— begin TEXT EXCERPT —
Hello,

I'm in minor confusion over slopes involving perpendicular lines.

Consider a rectangular co-ordinate system. The scales I'm using are such that ten small squares on my graph paper represent 1 unit on the x-axis and 2 units on the y-axis. I've drawn a straight line $\displaystyle y = 2x-2$ which passes through $\displaystyle x=1 $ when $\displaystyle y=0$. I've now drawn another straight line where both lines intersect at x=1 and are perpendicular (corner-to-corner for each square on the graph paper for both straight lines).

Now I define the equation for the second straight line choosing arbitrary points:

$\displaystyle y - y_{1} = \frac{y_{2} - y_{1}}{x_{2} - x{1}} \cdot (x - x_{1}) $

$\displaystyle y - 4 = \frac{8 - 4}{(-3) - (-1)} \cdot [x - (-1)] \Rightarrow y = -2x + 2 $

For the point of intersection we solve simultaneously, from which yields x=1. The solution for both equations holds.
— end TEXT EXCERPT —
— begin STORED RECORDS —
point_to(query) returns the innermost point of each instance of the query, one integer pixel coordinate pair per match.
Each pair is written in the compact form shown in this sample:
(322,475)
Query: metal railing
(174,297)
— end STORED RECORDS —
— begin STORED RECORDS —
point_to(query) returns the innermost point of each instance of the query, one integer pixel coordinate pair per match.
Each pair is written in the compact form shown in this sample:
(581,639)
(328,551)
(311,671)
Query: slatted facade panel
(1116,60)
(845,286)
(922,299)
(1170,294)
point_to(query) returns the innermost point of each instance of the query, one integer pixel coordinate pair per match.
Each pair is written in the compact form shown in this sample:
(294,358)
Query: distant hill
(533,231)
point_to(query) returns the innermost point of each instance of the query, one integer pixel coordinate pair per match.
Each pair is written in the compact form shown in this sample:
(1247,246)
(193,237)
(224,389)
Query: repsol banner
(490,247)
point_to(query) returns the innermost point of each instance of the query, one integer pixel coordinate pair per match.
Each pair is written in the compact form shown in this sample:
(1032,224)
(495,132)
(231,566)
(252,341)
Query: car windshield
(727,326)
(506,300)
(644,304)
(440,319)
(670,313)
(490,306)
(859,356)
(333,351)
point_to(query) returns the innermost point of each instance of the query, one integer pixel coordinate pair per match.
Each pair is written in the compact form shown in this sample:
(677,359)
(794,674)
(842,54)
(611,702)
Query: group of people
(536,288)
— end STORED RECORDS —
— begin STORED RECORDS —
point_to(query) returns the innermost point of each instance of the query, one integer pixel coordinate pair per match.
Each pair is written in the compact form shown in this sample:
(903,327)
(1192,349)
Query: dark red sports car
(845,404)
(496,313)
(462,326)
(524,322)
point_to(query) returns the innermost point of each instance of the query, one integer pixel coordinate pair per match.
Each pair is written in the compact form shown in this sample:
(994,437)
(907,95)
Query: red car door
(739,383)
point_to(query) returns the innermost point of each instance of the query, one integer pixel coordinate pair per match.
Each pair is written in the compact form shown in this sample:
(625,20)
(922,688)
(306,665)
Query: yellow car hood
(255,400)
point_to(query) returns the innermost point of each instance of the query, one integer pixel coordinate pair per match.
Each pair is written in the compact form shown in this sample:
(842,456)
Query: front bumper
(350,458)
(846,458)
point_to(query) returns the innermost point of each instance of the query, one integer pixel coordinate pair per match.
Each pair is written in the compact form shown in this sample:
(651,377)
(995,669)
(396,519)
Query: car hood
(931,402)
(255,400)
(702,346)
— end STORED RECORDS —
_WRITTEN INSTRUCTION_
Repeat the part of the forum post on perpendicular slopes between "Now I define" and "both equations holds.", inclusive, word for word.

_WORKED SOLUTION_
Now I define the equation for the second straight line choosing arbitrary points:

$\displaystyle y - y_{1} = \frac{y_{2} - y_{1}}{x_{2} - x{1}} \cdot (x - x_{1}) $

$\displaystyle y - 4 = \frac{8 - 4}{(-3) - (-1)} \cdot [x - (-1)] \Rightarrow y = -2x + 2 $

For the point of intersection we solve simultaneously, from which yields x=1. The solution for both equations holds.